-- TEXT SECTION --
★ ★ ★ ★ ★
Liebling joined the "New Yorker" in 1935, and wrote for it until his death in 1963. He was hired by Harold Ross and his editor was William Shawn. Both in his personal and his professional realms, Liebling was disordered and off kilter, often battered and turbulent, and generally quite exciting. He did not actually finish high school, but was accepted at Dartmouth, from where he was twice expelled for failure to meet the minimum attendance at chapel, so that he did not finish his studies there, either. But he wrote a great deal at Dartmouth, and at the insistence of his father he enrolled in courses at the Pulitzer School of Journalism at Columbia, where he managed to stay for a couple of years; while at Columbia he was assigned to cover police stories, and this lead him to serve as an assistant to well established newspaper reporters and to learn the mechanics of the trade.

He married three times, lived in France (wrote many "Letters from Paris") and reported World War II in detail (starting in 1939). He participated in the Normandy landings on D day, whence he produced a particularly memorable piece concerning his experiences on a landing craft. He was there when the Allies entered Paris, and this caused him to write afterwards: "For the first time in my life and probably the last, I have lived for a week in a great city where everybody was happy."

Liebling was probably the first to take advantabe of the penumbral area in which fiction and reality are barely discernible from one another, and to exploit it in his writing. Capote followed.
★ ★ ★ ★ ★
-- LISTED ENTRIES --
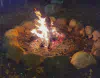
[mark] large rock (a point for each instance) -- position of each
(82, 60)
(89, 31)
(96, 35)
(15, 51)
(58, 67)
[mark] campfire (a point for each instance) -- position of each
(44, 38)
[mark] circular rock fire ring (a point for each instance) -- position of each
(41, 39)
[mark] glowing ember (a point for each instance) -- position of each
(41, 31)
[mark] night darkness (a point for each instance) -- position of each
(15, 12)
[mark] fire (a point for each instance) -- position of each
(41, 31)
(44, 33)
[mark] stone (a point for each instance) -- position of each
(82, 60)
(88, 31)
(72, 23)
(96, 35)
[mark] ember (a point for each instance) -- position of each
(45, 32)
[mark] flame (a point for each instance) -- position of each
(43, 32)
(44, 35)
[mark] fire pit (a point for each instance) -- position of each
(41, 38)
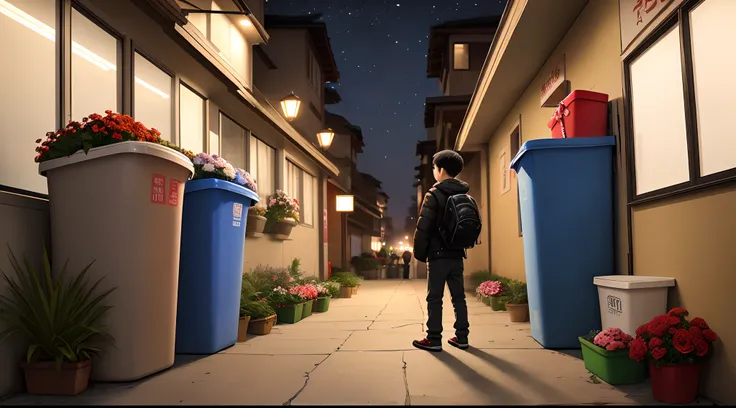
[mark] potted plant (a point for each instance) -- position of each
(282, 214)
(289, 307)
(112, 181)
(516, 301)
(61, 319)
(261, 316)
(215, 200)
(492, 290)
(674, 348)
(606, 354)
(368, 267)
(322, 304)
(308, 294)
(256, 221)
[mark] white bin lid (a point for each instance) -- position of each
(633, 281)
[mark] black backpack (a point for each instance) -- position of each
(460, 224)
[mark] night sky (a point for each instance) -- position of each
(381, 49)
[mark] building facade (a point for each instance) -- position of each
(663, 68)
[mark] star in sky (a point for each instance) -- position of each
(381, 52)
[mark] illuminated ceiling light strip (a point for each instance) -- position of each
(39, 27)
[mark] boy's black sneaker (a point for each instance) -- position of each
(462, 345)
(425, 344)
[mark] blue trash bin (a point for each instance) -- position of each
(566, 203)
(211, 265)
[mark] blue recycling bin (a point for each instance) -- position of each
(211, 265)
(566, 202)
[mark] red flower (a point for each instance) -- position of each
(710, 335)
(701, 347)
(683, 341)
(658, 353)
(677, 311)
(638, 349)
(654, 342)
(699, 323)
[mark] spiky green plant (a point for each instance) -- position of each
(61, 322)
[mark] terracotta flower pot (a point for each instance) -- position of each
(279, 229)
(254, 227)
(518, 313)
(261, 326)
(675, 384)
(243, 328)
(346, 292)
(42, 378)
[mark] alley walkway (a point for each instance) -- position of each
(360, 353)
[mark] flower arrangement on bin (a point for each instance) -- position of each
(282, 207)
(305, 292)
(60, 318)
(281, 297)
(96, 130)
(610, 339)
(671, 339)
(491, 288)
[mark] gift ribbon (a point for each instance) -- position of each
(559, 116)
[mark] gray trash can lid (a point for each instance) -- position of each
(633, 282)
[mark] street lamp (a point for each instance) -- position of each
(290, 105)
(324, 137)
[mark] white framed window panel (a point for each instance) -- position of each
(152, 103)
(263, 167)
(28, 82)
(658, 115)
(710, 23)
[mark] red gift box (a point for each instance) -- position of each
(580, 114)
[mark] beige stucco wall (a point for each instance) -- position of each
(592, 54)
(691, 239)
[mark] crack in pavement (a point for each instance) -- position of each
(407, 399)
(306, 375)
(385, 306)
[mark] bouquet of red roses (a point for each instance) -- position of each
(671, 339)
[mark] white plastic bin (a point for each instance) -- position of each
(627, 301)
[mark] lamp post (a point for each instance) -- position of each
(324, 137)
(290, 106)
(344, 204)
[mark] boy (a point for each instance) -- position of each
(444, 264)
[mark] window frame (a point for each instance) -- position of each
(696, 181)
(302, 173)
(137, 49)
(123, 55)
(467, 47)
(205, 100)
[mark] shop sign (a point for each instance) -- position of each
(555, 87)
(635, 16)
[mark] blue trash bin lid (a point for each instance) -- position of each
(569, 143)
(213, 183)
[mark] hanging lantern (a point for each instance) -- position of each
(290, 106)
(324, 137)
★ ★ ★ ★ ★
-- OBJECTIVES --
a) Using the text about Liebling, decide whether each statement agrees with it. Answer yes or no for each, and quote the words of the text that decide it.
(i) Liebling finished his studies at Dartmouth.
(ii) Liebling's editor at the "New Yorker" was William Shawn.
(iii) Liebling's reporting on World War II began in 1939.
b) Name every person the Liebling text mentions by name, not counting Liebling himself.

-- EXERCISE RESPONSES --
a)
(i) No: "so that he did not finish his studies there, either."
(ii) Yes: "his editor was William Shawn."
(iii) Yes: "reported World War II in detail (starting in 1939)"

b) Harold Ross, William Shawn, Capote